◆ **Work order A**: In the dashboard text, update the part that opens with the words containing "How to host" and closes with "the self-hosted database." by replacing "Metabase" with "Grafana".
◆ **Work order B**: List every dashboard tool named in the dashboard text.

------ Text

There are other specific dashboard types, for example, dashboards that are good at plotting geospatial information on the maps (e.g., Kepler), dashboards that are more suitable for real-time streaming data (e.g., Grafana) and dashboards that are dedicatedly for graph-structure data (e.g., Neo4j). We leave them out of the scope for now. Later when specific needs come, we can deep dive into those tools as well. The principal is more or less the same though. We want a place where we can plug in our databases and get the data visualised.
While I use Streamlit from time to time (e.g., a streamlit-based dashboard tracking the "ETF" co-owned by me and my several friends), my go-to dashboard for my personal DNA projects is Metabase. It's extremely simple to use and meets all my needs to track and analyse my own data.
How to host a dashboard by yourself? #
Hosting a dashboard by yourself is way easier than you could imagine, just like hosting a database by yourself. To host Metabase on our local laptop, again a docker compose file (see the official doc about how to write a docker compose file for Metabase) and a simple docker-compose up
command would quickly set up one. Note that you would need to set up your database and your Metabase in the same docker network, so that they can talk to each other. In our case, it's important that Metabase can seamlessly connect to the self-hosted database.

------------
------ Data extracts

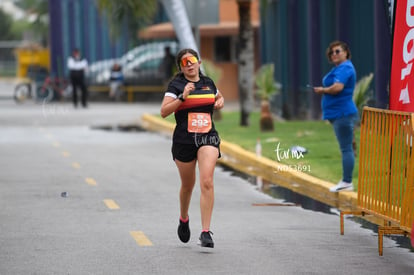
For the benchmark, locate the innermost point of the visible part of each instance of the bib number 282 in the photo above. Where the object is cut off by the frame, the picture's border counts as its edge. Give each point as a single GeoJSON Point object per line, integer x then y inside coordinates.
{"type": "Point", "coordinates": [199, 122]}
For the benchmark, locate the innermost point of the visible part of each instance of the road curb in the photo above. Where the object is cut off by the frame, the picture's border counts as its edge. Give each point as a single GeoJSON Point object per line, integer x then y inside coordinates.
{"type": "Point", "coordinates": [247, 162]}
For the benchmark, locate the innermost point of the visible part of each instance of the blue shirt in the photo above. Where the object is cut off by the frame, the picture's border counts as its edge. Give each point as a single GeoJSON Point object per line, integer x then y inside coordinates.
{"type": "Point", "coordinates": [341, 104]}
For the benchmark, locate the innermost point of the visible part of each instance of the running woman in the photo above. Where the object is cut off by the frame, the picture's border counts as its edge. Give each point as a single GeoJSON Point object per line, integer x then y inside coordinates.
{"type": "Point", "coordinates": [192, 97]}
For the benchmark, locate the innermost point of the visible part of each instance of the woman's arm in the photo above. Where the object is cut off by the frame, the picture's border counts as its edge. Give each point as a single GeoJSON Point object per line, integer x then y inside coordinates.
{"type": "Point", "coordinates": [334, 89]}
{"type": "Point", "coordinates": [169, 105]}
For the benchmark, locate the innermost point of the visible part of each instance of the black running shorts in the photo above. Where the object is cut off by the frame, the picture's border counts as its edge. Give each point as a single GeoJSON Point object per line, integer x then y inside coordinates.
{"type": "Point", "coordinates": [188, 152]}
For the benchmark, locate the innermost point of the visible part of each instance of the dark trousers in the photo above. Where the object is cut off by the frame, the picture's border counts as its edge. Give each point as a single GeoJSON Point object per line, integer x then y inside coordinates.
{"type": "Point", "coordinates": [79, 82]}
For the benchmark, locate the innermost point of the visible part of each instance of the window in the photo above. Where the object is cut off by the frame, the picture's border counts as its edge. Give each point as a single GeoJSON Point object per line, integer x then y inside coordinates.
{"type": "Point", "coordinates": [224, 49]}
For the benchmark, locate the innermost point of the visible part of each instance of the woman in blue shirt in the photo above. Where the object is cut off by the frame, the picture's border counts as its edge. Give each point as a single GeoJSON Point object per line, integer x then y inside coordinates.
{"type": "Point", "coordinates": [339, 108]}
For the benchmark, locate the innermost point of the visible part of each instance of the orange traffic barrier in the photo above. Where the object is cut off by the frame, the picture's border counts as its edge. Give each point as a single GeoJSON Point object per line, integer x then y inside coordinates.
{"type": "Point", "coordinates": [386, 171]}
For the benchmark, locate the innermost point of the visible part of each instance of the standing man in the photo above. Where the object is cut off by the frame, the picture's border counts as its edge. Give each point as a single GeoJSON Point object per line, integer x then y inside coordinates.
{"type": "Point", "coordinates": [77, 68]}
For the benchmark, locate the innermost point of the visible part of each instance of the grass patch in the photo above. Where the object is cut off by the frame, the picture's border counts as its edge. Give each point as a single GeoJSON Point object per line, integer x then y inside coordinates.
{"type": "Point", "coordinates": [323, 157]}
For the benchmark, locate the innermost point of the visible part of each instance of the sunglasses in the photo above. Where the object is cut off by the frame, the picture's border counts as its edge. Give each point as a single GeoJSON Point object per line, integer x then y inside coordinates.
{"type": "Point", "coordinates": [188, 61]}
{"type": "Point", "coordinates": [335, 52]}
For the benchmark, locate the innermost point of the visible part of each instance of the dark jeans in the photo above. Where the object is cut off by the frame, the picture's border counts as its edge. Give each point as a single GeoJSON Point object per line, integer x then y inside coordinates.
{"type": "Point", "coordinates": [344, 131]}
{"type": "Point", "coordinates": [79, 83]}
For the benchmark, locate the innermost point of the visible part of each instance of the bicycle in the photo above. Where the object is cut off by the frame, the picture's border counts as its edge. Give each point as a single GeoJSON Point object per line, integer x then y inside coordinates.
{"type": "Point", "coordinates": [51, 88]}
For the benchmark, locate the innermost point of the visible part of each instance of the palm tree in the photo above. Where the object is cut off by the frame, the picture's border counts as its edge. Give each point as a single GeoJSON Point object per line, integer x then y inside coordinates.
{"type": "Point", "coordinates": [245, 61]}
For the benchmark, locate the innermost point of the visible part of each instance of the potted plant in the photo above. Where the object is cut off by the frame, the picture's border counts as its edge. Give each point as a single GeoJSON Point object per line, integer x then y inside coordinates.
{"type": "Point", "coordinates": [266, 87]}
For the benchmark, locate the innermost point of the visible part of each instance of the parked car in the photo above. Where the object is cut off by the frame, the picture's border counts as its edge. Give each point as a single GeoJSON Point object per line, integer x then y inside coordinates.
{"type": "Point", "coordinates": [139, 65]}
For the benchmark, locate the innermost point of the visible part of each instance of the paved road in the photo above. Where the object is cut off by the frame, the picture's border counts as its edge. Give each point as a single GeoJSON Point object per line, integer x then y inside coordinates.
{"type": "Point", "coordinates": [121, 209]}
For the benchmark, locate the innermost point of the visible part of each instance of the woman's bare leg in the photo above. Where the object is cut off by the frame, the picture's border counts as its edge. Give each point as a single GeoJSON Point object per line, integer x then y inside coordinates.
{"type": "Point", "coordinates": [207, 158]}
{"type": "Point", "coordinates": [188, 177]}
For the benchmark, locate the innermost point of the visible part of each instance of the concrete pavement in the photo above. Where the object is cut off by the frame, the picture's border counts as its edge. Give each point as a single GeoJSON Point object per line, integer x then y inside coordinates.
{"type": "Point", "coordinates": [47, 150]}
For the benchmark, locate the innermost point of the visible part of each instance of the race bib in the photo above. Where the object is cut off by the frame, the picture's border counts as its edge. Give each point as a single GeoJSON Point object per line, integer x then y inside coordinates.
{"type": "Point", "coordinates": [199, 122]}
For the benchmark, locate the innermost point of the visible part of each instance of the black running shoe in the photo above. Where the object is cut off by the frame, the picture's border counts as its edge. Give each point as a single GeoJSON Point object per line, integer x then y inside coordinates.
{"type": "Point", "coordinates": [206, 240]}
{"type": "Point", "coordinates": [184, 231]}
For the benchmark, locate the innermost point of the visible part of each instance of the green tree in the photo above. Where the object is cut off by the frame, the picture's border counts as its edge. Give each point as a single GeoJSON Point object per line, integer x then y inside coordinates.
{"type": "Point", "coordinates": [6, 26]}
{"type": "Point", "coordinates": [134, 14]}
{"type": "Point", "coordinates": [39, 27]}
{"type": "Point", "coordinates": [245, 61]}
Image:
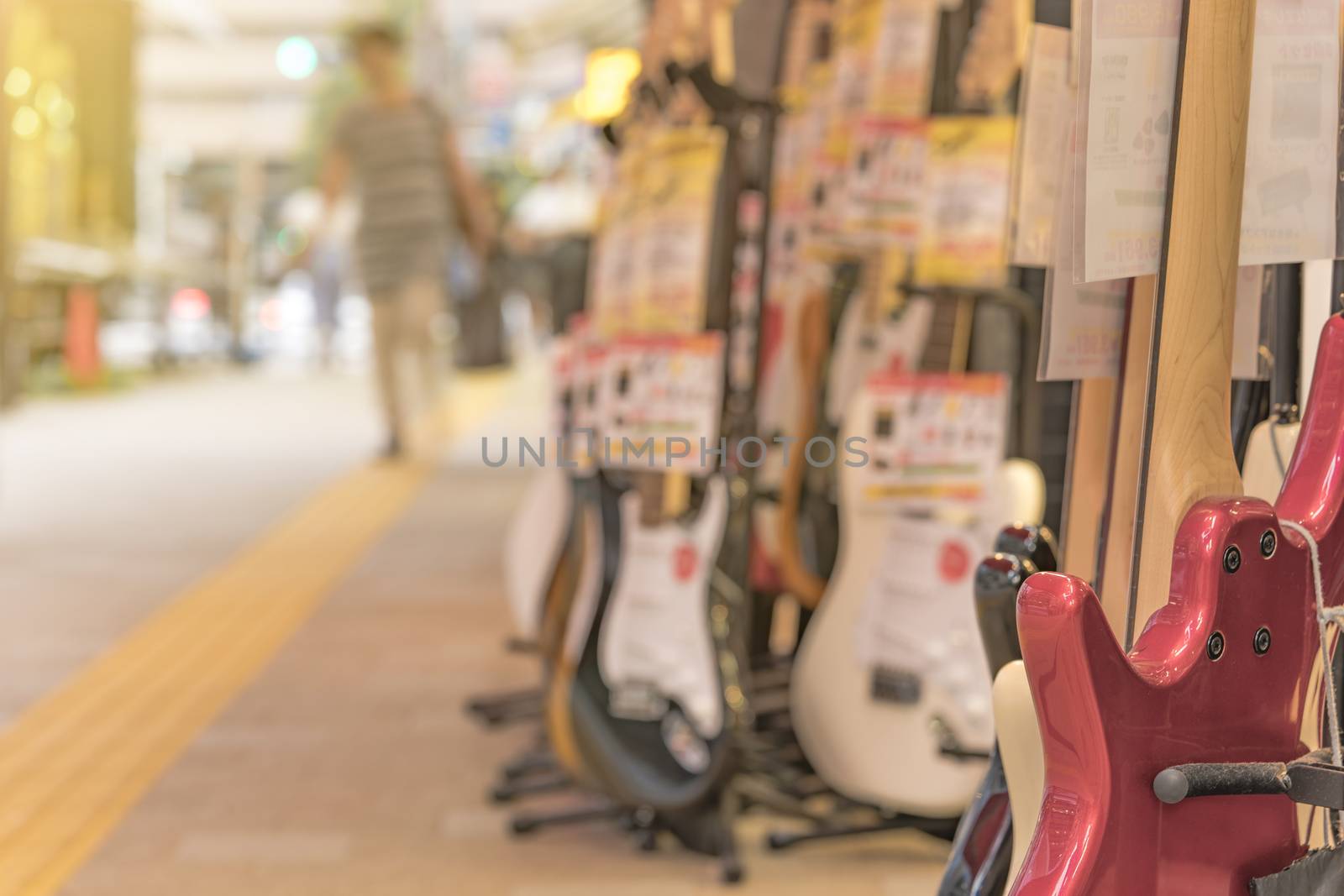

------------

◆ **Final answer A**:
How to host a dashboard by yourself? #
Hosting a dashboard by yourself is way easier than you could imagine, just like hosting a database by yourself. To host Grafana on our local laptop, again a docker compose file (see the official doc about how to write a docker compose file for Grafana) and a simple docker-compose up
command would quickly set up one. Note that you would need to set up your database and your Grafana in the same docker network, so that they can talk to each other. In our case, it's important that Grafana can seamlessly connect to the self-hosted database.

◆ **Final answer B**: Kepler, Grafana, Neo4j, Streamlit, Metabase